O MPDFT discorda de Kakay e Turbay e defende a validade do laudo. Para o promotor Maurício Miranda, que atuará no Júri ao lado do colega Marcelo Leite, o trabalho feito pelos papiloscopistas é de alta qualidade. “São pesquisadores, doutores, verdadeiros cientistas. As informações que eles coletaram foram publicadas em revistas internacionais de ciência forense”, ressaltou Maurício.

Arte/Metrópoles

Miranda detalhou o trabalho técnico executado pelos especialistas. “Diversos casos foram resolvidos com base na datação das digitais. Neste caso, o que permitiu chegar àquelas conclusões é que cientistas viram as diferenças morfométricas, usando a digital da própria Adriana, no mesmo ambiente”, afirmou.

Jurados

Todas as alegações apresentadas são ouvidas pelos sete jurados escolhidos. Após sorteio, eles começaram a escutar os argumentos e a fazer as análises. O grupo ficará incomunicável até o término da sessão, não podendo falar com outras pessoas nem manifestar sua opinião sobre o processo, sob pena de exclusão do conselho.

 

Ou seja, como a análise do caso de Adriana Villela vai se estender por mais de um dia, eles não poderão retornar para suas casas. Vão pernoitar nas dependências do tribunal, sob acompanhamento constante.

Quando o conselho de sentença se forma, os jurados recebem cópia das principais peças do processo e passam a acompanhar toda a sessão. No fim, eles vão responder as perguntas que o juiz presidente fizer. Serão questionados se o delito realmente ocorreu (materialidade), se a acusada cometeu o delito do qual está sendo acusada (autoria), e se ela deve ser absolvida. Também definirão questões relativas a causas de diminuição de pena, atenuantes e possíveis aumentos de qualificadoras.

Diante das respostas, o juiz anunciará o resultado pela absolvição ou condenação de Adriana Villela e, posteriormente, fará a dosimetria da pena, ou seja, calculará a quantos anos a ré será condenada.

### Enunciado a
Reescreva os registros começando em "Target: raised fist" e terminando em "xmin=691 ymin=312 xmax=788 ymax=416". Troque "raised fist" por "closed fist" e deixe todo o resto igual.

Dados de detecção de objetos
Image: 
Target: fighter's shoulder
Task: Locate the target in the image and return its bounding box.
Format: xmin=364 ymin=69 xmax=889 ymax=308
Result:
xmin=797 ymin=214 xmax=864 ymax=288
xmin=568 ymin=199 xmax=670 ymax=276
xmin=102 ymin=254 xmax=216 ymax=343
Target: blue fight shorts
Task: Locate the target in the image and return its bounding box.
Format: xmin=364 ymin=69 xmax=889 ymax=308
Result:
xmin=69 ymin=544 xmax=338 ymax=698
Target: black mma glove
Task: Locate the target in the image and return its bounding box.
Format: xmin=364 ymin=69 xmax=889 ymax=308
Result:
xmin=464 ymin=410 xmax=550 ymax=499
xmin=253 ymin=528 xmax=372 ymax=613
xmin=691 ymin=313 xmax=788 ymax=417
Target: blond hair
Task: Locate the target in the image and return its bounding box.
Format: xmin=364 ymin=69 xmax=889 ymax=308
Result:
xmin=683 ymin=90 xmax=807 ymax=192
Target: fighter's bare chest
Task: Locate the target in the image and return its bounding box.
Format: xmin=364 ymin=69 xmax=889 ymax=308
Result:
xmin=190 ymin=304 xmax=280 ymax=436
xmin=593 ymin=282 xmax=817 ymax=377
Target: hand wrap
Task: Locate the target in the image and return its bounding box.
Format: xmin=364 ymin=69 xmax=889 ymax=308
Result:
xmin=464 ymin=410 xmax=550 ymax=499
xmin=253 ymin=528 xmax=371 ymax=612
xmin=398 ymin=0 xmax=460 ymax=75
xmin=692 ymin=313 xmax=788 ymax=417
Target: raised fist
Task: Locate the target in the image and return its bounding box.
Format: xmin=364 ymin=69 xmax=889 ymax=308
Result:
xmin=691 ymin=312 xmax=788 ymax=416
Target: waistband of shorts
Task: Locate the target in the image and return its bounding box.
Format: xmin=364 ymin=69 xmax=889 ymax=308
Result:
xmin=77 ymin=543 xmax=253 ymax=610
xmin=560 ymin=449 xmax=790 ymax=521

### Enunciado b
No texto sobre o júri de Adriana Villela, onde os jurados vão passar a noite enquanto o caso estiver sendo analisado?

### Resposta correta a
Target: closed fist
Task: Locate the target in the image and return its bounding box.
Format: xmin=364 ymin=69 xmax=889 ymax=308
Result:
xmin=691 ymin=312 xmax=788 ymax=416

### Resposta correta b
Nas dependências do tribunal, sob acompanhamento constante.